In the article on reducing alcohol harms in the hospitality sector, what size of venue is Drinkaware Crew training meant for?
*** SELECTED TEXT ***
CALL US: 020 8579 2080

Reducing alcohol harms in the hospitality sector

Reducing alcohol harms in the hospitality sector

By Elaine Hindal, Chief Executive, Drinkaware

Last December, Drinkaware became a partner in a new initiative in Nottingham to keep young revellers safe on nights out. The ‘Stay with Your Pack’ scheme, which runs throughout 2018, involves the largest-ever training programme for bar and door staff, including McDonald’s outlets and Nottingham BID taxi marshals as well as pubs, clubs and bars.

Visiting Nottingham for the launch, I was impressed by the responsible approach shown by operators in the city’s nighttime economy. They are making great efforts to help their customers to moderate their alcohol consumption and support those who become vulnerable after drinking too much.

To support these venues, Drinkaware has developed two tools: Drinkaware Crew training, for bars and clubs with a 500+ capacity and, for smaller sites, an Alcohol Vulnerability Awareness e-learning course.

Drinkaware Crew are additional members of the venue’s staff team who are specially trained to support young people who may be vulnerable. They now operate in 17 areas and clubs and bars who have introduced them are unfailingly positive about their impact, reporting that they help to improve the safety and wellbeing of customers, as well as freeing up time for other venue staff.
*** End of SELECTED TEXT ***
*** EXTRACTED ENTRIES ***
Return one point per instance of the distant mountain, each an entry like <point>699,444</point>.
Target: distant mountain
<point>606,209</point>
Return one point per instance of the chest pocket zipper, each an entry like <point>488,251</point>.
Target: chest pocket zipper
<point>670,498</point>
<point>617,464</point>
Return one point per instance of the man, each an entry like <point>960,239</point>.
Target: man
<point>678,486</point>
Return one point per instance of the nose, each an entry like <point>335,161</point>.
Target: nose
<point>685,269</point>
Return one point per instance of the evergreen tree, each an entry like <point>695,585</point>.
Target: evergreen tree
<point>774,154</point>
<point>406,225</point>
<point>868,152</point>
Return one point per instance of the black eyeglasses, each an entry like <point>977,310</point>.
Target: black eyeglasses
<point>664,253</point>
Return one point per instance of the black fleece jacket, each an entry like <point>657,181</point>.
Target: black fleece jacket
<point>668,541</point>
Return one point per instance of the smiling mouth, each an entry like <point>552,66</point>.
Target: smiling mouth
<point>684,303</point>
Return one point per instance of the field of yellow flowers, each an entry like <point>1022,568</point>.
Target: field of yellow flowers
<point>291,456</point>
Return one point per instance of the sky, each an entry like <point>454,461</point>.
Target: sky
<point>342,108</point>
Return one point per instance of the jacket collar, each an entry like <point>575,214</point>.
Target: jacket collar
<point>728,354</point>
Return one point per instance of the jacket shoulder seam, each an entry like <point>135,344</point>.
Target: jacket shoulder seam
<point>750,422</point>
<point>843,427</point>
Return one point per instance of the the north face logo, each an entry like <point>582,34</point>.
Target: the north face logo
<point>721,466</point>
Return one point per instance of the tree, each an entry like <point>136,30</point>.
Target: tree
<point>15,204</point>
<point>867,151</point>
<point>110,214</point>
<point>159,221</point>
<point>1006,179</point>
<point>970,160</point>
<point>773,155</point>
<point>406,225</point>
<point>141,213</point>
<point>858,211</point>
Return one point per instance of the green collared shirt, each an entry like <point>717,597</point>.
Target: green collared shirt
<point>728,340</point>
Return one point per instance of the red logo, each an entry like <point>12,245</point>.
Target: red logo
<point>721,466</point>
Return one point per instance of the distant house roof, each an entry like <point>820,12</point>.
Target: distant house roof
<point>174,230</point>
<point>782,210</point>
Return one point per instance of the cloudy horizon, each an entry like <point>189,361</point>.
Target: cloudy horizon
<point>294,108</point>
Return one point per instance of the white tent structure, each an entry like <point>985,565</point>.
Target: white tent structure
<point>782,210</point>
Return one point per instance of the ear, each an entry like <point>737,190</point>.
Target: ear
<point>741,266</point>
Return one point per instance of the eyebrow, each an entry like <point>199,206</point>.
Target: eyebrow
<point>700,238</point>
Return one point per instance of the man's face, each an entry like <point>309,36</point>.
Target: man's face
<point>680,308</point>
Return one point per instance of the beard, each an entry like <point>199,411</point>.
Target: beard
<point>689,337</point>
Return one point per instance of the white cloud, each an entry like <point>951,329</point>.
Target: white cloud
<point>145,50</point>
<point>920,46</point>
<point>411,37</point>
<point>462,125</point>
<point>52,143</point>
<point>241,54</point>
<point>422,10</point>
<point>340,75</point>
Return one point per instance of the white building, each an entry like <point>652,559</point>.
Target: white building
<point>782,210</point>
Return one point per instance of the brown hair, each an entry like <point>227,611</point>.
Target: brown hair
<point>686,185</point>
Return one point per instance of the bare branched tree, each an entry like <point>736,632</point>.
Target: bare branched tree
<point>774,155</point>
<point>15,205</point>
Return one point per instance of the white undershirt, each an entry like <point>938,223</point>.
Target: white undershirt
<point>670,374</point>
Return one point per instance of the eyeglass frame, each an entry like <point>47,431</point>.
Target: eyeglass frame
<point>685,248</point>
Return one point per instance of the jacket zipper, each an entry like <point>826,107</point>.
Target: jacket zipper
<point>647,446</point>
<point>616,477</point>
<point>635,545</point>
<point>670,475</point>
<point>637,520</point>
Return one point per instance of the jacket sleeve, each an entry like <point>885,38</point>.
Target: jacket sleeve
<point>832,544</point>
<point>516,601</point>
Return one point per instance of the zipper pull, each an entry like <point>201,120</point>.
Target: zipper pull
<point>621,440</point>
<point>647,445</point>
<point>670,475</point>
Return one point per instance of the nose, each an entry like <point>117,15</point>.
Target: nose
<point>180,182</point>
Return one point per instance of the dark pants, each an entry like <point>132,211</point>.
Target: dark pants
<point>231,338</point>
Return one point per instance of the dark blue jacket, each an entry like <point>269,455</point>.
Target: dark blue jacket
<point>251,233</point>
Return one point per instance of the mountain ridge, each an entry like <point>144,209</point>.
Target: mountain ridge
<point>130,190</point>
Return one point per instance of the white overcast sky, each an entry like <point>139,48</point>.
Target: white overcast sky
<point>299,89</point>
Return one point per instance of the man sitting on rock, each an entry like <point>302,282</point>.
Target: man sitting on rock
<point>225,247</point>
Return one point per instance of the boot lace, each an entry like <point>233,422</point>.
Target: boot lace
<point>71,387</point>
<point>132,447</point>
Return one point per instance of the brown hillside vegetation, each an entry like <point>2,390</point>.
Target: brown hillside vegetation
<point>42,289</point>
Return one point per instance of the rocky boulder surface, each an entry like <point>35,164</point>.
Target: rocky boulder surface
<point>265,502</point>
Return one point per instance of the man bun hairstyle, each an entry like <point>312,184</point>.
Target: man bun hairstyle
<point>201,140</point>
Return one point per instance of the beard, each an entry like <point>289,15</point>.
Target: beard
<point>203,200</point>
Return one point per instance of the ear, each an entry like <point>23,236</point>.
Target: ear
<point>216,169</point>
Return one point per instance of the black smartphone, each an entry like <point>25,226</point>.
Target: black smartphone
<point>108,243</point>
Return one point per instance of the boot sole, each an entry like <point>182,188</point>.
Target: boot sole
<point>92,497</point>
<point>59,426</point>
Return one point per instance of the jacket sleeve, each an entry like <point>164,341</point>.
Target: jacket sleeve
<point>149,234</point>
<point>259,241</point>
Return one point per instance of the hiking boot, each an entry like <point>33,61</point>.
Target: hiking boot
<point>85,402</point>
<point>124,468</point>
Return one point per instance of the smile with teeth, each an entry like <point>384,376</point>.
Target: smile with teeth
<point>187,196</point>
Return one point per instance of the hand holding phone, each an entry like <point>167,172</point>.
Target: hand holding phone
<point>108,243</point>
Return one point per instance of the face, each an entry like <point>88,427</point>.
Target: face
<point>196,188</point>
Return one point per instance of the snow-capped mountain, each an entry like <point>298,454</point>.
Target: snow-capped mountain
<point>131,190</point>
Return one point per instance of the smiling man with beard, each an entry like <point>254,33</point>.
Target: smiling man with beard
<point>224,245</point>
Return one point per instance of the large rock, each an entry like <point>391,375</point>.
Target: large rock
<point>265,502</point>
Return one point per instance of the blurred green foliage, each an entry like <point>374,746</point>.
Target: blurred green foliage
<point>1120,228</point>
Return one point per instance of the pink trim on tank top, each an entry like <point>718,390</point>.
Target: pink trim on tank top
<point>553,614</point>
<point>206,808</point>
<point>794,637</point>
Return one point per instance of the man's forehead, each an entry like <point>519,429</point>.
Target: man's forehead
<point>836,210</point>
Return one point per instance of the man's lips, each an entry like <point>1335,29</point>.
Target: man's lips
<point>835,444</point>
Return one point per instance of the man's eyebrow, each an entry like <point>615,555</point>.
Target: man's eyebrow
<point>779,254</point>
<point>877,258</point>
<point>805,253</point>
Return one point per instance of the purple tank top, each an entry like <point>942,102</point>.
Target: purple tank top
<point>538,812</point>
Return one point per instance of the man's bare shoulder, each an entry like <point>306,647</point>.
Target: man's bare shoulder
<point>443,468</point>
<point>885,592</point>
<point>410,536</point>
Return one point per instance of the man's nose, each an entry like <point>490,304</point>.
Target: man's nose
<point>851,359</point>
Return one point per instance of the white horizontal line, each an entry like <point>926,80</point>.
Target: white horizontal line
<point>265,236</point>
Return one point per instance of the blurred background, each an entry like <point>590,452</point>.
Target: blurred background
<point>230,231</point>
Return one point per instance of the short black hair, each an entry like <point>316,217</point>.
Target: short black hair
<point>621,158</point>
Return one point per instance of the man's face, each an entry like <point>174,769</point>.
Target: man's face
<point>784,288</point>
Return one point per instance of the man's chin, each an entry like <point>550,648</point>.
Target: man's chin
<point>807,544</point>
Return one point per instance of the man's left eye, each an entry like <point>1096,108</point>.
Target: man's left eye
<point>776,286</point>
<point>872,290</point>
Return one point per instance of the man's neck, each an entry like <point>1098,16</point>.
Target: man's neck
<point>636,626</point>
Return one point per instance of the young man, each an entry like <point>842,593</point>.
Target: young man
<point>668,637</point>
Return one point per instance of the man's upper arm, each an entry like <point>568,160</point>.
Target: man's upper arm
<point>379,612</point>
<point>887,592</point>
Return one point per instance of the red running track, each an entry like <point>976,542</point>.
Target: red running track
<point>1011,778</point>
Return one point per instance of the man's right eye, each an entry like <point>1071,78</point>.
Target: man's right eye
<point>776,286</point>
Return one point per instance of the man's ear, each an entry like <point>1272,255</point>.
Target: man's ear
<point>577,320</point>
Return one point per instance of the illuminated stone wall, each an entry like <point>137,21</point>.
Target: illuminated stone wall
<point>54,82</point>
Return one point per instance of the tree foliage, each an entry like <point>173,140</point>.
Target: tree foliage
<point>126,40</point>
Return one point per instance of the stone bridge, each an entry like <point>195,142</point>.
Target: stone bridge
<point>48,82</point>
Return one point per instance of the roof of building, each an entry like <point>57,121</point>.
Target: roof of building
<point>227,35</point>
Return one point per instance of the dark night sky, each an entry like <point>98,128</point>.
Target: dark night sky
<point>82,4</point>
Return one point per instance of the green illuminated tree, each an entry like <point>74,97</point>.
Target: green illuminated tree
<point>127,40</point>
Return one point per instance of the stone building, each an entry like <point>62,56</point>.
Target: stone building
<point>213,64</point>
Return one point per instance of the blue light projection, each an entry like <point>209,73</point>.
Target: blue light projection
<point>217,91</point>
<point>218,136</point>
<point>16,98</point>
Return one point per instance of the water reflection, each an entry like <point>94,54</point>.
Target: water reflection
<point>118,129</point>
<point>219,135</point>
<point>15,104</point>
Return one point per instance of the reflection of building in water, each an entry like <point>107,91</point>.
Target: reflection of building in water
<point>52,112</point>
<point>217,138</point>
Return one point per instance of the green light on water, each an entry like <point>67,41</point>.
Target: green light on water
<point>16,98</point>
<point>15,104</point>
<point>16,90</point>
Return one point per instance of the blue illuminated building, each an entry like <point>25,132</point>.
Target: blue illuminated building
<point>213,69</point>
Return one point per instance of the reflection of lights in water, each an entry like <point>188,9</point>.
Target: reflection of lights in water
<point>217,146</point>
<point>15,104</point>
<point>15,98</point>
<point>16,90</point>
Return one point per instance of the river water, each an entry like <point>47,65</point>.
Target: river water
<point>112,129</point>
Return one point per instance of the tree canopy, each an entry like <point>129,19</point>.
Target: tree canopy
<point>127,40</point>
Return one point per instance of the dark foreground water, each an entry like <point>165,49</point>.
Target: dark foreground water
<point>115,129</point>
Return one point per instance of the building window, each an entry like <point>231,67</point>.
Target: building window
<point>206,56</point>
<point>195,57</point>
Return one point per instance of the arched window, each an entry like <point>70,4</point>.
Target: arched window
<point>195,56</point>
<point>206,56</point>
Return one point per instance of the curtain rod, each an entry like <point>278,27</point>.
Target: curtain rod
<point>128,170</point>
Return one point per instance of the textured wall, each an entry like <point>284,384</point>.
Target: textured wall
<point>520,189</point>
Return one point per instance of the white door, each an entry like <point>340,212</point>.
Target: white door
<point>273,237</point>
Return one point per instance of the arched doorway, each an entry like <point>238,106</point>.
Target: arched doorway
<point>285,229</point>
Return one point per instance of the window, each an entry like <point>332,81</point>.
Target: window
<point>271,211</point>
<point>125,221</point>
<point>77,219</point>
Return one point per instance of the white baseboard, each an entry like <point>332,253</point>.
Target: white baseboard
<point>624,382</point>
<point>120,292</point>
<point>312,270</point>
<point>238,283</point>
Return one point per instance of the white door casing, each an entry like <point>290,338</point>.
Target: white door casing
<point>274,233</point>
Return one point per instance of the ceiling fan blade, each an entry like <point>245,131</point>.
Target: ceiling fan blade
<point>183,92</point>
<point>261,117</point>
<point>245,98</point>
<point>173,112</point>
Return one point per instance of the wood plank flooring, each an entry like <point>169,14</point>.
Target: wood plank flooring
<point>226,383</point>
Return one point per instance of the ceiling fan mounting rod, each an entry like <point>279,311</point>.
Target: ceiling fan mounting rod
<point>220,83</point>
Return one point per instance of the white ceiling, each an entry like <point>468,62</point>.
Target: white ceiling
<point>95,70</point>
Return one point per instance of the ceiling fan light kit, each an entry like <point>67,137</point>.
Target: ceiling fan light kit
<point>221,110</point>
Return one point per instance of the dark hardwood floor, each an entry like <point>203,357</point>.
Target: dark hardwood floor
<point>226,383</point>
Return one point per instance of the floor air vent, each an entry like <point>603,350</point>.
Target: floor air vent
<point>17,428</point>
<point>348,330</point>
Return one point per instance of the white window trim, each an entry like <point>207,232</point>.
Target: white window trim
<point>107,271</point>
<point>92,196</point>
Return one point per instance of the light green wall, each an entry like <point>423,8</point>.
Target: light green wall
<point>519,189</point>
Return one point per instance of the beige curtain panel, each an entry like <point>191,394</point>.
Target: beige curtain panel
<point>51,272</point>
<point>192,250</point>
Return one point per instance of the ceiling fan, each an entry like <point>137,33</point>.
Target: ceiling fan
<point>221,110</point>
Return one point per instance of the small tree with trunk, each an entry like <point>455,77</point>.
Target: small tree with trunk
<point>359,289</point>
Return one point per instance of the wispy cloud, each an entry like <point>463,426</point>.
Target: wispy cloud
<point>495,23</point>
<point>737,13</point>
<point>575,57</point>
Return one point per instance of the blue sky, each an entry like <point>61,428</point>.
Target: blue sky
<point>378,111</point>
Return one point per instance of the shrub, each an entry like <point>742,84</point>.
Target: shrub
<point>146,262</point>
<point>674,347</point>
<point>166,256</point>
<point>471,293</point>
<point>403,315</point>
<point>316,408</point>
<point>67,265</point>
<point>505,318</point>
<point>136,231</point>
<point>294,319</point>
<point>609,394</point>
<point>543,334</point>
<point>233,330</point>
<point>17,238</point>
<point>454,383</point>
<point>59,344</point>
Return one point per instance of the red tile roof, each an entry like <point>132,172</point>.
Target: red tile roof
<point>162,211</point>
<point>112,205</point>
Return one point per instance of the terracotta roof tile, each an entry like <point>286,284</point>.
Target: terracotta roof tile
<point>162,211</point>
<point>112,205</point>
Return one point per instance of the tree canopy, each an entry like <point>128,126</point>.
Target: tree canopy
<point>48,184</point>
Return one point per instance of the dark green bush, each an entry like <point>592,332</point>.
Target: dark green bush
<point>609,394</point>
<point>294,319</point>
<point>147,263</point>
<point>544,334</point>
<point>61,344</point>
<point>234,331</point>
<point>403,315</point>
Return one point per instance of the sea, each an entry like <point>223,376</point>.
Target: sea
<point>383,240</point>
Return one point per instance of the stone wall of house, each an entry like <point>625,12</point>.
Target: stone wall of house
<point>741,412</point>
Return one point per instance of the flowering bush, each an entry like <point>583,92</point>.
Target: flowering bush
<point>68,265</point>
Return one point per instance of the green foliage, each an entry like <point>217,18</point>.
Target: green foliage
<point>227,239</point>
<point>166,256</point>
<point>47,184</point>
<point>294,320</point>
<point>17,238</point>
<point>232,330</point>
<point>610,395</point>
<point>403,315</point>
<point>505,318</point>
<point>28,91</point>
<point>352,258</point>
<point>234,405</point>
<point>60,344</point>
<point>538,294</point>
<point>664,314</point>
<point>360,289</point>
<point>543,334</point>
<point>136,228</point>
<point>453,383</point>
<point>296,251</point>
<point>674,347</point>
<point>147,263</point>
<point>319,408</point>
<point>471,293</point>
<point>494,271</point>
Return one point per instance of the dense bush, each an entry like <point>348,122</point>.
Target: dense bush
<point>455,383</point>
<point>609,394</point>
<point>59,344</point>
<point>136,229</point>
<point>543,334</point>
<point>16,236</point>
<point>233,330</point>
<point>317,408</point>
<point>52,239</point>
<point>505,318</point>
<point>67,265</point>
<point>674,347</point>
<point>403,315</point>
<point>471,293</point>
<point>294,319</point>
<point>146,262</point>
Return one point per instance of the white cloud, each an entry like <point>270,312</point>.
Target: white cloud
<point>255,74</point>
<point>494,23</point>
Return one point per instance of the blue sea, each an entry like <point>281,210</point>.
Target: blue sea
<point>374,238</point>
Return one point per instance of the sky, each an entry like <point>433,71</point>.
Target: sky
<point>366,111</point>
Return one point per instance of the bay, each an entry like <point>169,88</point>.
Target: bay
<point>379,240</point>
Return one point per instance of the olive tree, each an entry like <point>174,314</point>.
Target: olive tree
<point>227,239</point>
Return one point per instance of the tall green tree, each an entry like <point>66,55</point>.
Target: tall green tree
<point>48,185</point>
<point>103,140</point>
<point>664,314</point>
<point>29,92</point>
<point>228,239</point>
*** End of EXTRACTED ENTRIES ***
### [SOLUTION TO THE PROBLEM]
Bars and clubs with a capacity of 500 or more.